╭─ Text provided

The second story was produced in collaboration with the lab of Prof. Cyril Zipfel from The Sainsbury Laboratory in Norwich, UK. Here, the authors worked out further molecular details of a plant immune signaling pathway. The well-studied receptor kinases FLS2 binds chemical signals produced by pathogens and then interacts with the co-receptor BAK1 to resist bacterial infection. They found that another receptor kinase named Feronia (FER), which was previously shown to be a central regulator of many different developmental processes, regulate the interaction between FLS2 and BAK1, thereby also regulating bacterial immunity. They went on to show that FER binds diverse, small proteins produced by the plant (named RALFs) and depending on which of these proteins FER binds, FER could either enhance or inhibit the FLS2/BAK1 interaction required for anti-bacterial defense . Interestingly, fungal pathogens produce proteins similar to RALFs, which the pathogen may use to trick the plant into thinking that it should not activate its defenses.
According to Dr. Belkhadir, “These two studies have identified novel ways in which receptor kinases can function in different processes and demonstrate how important it is for us to determine the chemical signals that receptor kinases recognize. On the one hand, we’ve shown that SGN3 can bind its signal extremely well in the absence of a co-receptor, which has not been previously shown in plants, and this helped Prof. Geldner’s group to put forth a very nice model for how the root can determine whether it is intact. On the other, we’ve shown that even well-studied receptor/co-receptor pairs can be modulated by the sensing activities of another receptor kinase. Plants often have to make the choice between growing and defending themselves from pathogens – both of which are energy-intensive activities and hence somewhat mutually exclusive. The discovery that Feronia is involved in regulating both processes suggests it could be involved in a molecular ‘decision-making’ hub determining which activity the plant decides to prioritize over the other.”
In addition to Dr. Elwira Smakowska in Dr. Belkhadir’s group, Mathias Madalinski, Head of the Core Protein Chemistry Facility at the Institute for Molecular Pathology, and Anita Lehner from the VBCF Protein technology Facility also contributed to these publications.
Doblas VG, Smakowska-Luzan E, Fujita S, et al. (2017) Root diffusion barrier control by a vasculature-derived peptide binding to the SGN3 receptor. Science 355(6322):280-4.
Stegmann M, Monaghan J, Smakowska-Luzan E, et al. (2017) The receptor kinase FER is a RALF-regulated scaffold controlling plant immune signaling. Science 355(6322):287-9.

╰─
╭─ Data extracts

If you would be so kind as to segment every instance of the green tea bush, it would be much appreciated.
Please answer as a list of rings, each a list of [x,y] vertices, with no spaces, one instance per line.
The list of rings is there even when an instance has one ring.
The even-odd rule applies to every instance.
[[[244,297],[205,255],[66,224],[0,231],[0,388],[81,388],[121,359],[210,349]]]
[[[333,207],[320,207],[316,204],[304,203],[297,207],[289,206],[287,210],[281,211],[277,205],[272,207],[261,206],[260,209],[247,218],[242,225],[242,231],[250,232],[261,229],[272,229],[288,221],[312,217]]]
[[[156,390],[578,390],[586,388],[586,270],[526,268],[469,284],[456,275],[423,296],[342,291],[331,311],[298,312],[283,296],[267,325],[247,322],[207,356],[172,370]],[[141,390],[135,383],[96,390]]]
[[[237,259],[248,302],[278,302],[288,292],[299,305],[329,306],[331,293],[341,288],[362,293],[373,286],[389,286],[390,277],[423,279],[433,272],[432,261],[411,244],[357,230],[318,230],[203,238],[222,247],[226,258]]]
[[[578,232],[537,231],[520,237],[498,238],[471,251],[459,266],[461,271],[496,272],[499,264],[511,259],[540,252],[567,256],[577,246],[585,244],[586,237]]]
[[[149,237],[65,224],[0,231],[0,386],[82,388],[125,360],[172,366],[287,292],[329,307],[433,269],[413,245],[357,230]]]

╰─

**Things to do:**
1) In the receptor kinase text, which co-receptor does FLS2 interact with to resist bacterial infection?
2) List everyone the receptor kinase text names in the sentence beginning "In addition to" as having contributed to these publications.
Work only from the receptor kinase text.

**Numbered responses:**
1) BAK1

2)
Dr. Elwira Smakowska
Mathias Madalinski
Anita Lehner